OK, let me do the reformulation. Let $f$ be a function defined for $x\ge 0$ such that $f(x) >0$, and define $c(\theta)^{-1} = \int_0^{\theta} f(x) \; dx$. Then we can define a probability density, parameterized by $\theta$, by $p̣_{\theta}(x) = c(\theta) f(x) I(0\le x \le \theta)$ where $I(x)$ denotes the indicator function of its argument.
Suppose $x_1, \dots, x_n$ is an iid sample from this density. Then the density of the sample can be written
\begin{equation}
p_{\theta}(x_1, \dots, x_n) = c(\theta)^n \prod_{i=1}^n f(x_i) \prod_{i=1}^n I(0\le x_i \le \theta)
\end{equation}
The last factor above can be seen to be $\begin{cases} =0 \text{ if } x_{(n)}>\theta \\ =1 \text{ if } x_{(n)} \le \theta \end{cases}$
and then the result follows from the factorization theorem.
I think the best way to understand sufficiency is to consider familiar examples. Suppose we flip a (not necessarily fair) coin, where the probability of obtaining heads is some unknown parameter $p$. Then individual trials are IID Bernoulli(p) random variables, and we can think about the outcome of $n$ trials as being a vector $\boldsymbol X = (X_1, X_2, \ldots, X_n)$. Our intuition tells us that for a large number of trials, a "good" estimate of the parameter $p$ is the statistic $$\bar X = \frac{1}{n} \sum_{i=1}^n X_i.$$ Now think about a situation where I perform such an experiment. Could you estimate $p$ equally well if I inform you of $\bar X$, compared to $\boldsymbol X$? Sure. This is what sufficiency does for us: the statistic $T(\boldsymbol X) = \bar X$ is sufficient for $p$ because it preserves all the information we can get about $p$ from the original sample $\boldsymbol X$. (To prove this claim, however, needs more explanation.)

• Stored entries:

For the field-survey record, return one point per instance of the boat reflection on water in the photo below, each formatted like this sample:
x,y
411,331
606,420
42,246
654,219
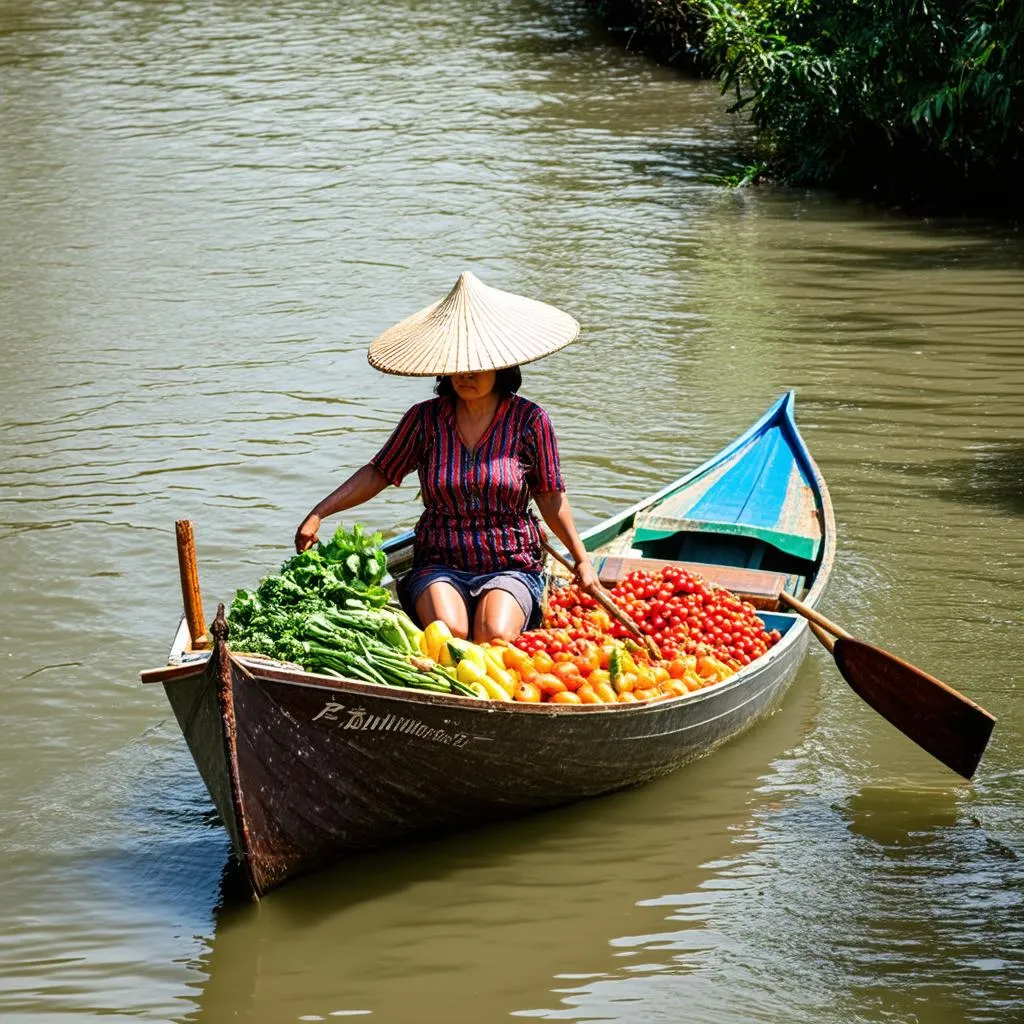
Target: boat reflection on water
x,y
489,922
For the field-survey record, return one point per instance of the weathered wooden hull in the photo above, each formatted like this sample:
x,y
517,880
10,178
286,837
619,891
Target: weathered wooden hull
x,y
302,768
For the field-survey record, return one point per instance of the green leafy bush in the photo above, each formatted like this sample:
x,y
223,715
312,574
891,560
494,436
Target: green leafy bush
x,y
911,98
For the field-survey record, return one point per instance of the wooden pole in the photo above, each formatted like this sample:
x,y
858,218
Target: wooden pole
x,y
606,601
190,595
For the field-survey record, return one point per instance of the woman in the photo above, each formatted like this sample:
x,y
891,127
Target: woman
x,y
481,453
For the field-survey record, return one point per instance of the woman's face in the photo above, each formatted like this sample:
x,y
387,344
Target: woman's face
x,y
469,387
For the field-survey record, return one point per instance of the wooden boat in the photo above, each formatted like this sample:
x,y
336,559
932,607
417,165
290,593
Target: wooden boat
x,y
302,767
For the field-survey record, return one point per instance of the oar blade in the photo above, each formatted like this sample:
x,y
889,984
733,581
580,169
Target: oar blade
x,y
945,723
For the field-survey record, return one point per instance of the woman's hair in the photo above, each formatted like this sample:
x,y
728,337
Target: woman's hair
x,y
507,381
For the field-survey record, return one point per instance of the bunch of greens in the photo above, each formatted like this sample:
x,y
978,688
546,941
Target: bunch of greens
x,y
327,610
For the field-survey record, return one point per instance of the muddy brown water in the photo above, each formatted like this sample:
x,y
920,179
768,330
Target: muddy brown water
x,y
207,211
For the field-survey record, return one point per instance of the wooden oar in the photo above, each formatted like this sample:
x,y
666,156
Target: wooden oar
x,y
945,723
604,599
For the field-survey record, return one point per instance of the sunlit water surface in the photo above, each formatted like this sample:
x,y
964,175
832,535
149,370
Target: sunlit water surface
x,y
207,211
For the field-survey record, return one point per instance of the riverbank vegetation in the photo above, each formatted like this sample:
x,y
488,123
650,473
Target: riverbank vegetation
x,y
910,100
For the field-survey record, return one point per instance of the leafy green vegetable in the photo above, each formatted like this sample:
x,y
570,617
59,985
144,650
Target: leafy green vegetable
x,y
327,610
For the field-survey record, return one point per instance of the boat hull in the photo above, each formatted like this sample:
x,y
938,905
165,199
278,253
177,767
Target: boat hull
x,y
304,768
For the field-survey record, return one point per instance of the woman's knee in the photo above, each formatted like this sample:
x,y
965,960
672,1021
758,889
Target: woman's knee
x,y
498,617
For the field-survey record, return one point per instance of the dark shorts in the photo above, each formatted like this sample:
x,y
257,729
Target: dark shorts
x,y
526,588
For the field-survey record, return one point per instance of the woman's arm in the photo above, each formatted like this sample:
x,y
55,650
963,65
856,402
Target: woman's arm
x,y
365,483
554,506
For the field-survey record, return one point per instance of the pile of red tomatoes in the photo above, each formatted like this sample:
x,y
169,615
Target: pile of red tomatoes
x,y
681,611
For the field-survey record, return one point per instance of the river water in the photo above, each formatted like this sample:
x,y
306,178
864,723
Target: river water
x,y
207,210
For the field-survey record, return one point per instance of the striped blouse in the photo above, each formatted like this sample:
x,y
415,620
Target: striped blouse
x,y
476,503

• Task instructions:
Give again, word for word, everything in the sufficiency text from "Suppose $x_1, \dots, x_n$" down to "the factorization theorem.". The listing is separate material and not part of the sufficiency text.

• Task result:
Suppose $x_1, \dots, x_n$ is an iid sample from this density. Then the density of the sample can be written
\begin{equation}
p_{\theta}(x_1, \dots, x_n) = c(\theta)^n \prod_{i=1}^n f(x_i) \prod_{i=1}^n I(0\le x_i \le \theta)
\end{equation}
The last factor above can be seen to be $\begin{cases} =0 \text{ if } x_{(n)}>\theta \\ =1 \text{ if } x_{(n)} \le \theta \end{cases}$
and then the result follows from the factorization theorem.